[GOAL]
Copy the stretch of the data from the line containing "Where can the climbing" through the end of the data, swapping "picture" for "image" and leaving everything else unchanged. Leave the pictures out of your answer.

* START RECORDS SUPPLIED *

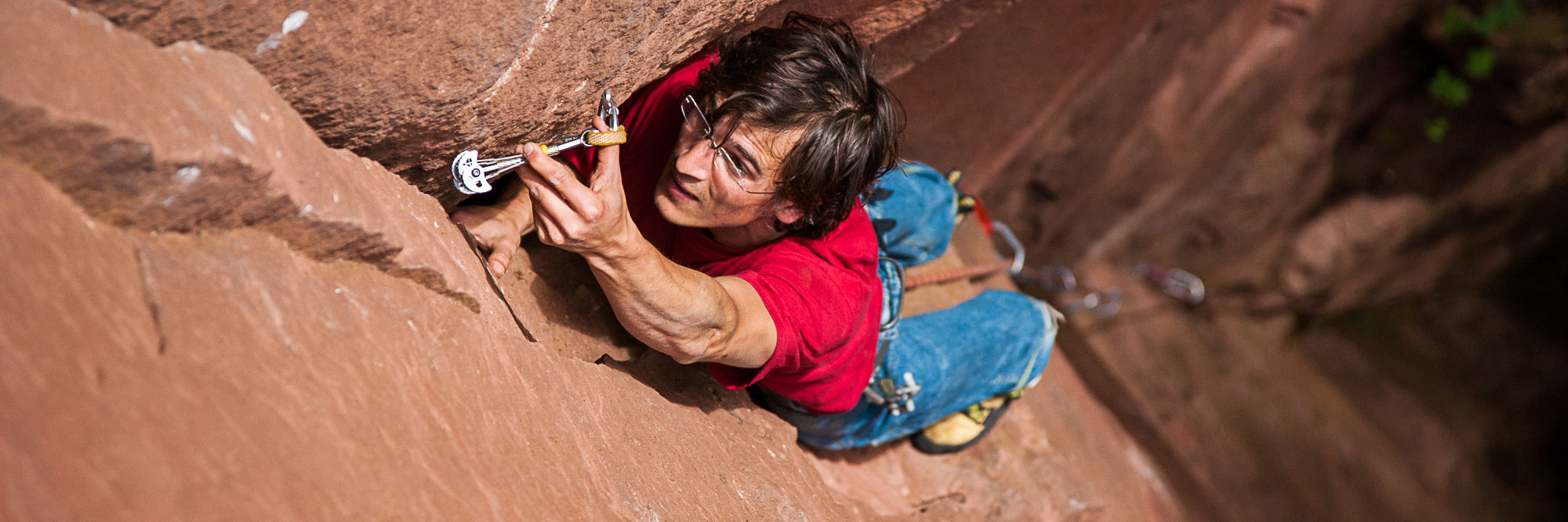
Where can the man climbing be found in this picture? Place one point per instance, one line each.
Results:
(730, 230)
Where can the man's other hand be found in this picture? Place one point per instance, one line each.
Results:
(496, 230)
(590, 220)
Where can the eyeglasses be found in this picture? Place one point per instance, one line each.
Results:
(724, 161)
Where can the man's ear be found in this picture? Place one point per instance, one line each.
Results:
(788, 212)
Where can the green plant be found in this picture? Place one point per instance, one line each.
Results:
(1448, 89)
(1451, 90)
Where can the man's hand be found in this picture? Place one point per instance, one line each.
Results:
(498, 230)
(589, 220)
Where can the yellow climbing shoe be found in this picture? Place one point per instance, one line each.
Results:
(960, 430)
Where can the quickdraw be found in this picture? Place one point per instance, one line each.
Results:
(471, 175)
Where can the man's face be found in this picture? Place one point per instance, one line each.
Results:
(699, 189)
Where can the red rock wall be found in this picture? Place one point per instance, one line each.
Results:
(1247, 142)
(212, 316)
(410, 84)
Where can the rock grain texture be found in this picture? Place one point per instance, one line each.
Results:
(1276, 150)
(212, 316)
(412, 84)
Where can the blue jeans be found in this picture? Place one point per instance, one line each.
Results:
(996, 343)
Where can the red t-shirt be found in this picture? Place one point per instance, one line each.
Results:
(824, 295)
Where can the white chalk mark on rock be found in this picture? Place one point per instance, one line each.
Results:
(292, 23)
(187, 175)
(528, 53)
(245, 132)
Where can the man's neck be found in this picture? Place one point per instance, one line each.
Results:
(746, 237)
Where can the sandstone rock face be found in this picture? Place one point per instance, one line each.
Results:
(214, 316)
(412, 84)
(1274, 150)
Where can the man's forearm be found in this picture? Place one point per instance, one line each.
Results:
(673, 310)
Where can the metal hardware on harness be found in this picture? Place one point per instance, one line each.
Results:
(896, 399)
(471, 175)
(1103, 303)
(1175, 281)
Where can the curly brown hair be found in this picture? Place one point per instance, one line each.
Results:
(811, 76)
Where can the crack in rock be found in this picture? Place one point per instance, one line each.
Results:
(120, 181)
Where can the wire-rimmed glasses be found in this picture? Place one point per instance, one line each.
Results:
(725, 162)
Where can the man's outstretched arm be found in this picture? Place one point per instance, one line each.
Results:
(683, 313)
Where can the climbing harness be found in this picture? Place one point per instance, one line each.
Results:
(1177, 283)
(898, 399)
(471, 175)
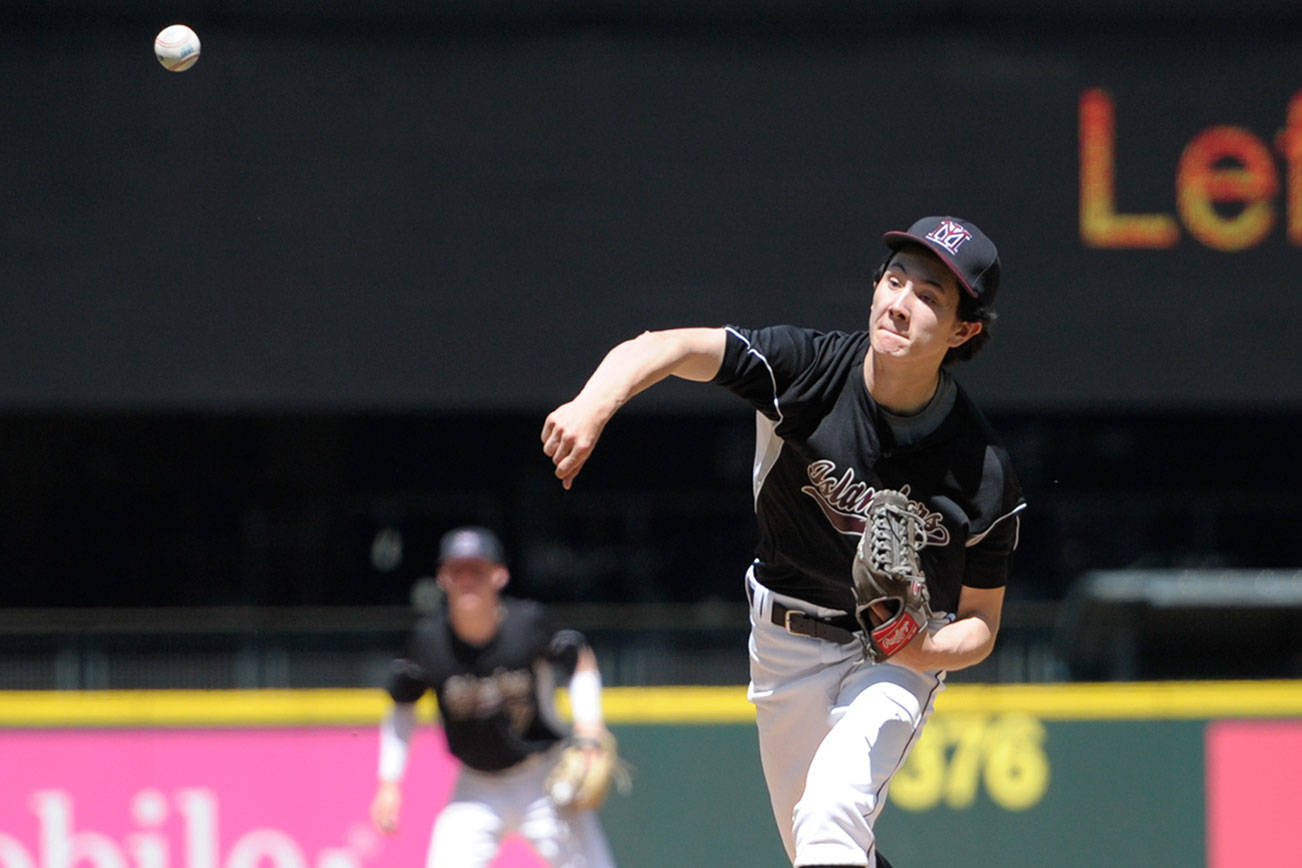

* END RECORDS SUPPLIED *

[COMPLETE ANSWER]
Where can the climbing harness be found in this image? Place one point per instance, one line each.
Results:
(1177, 283)
(898, 399)
(471, 175)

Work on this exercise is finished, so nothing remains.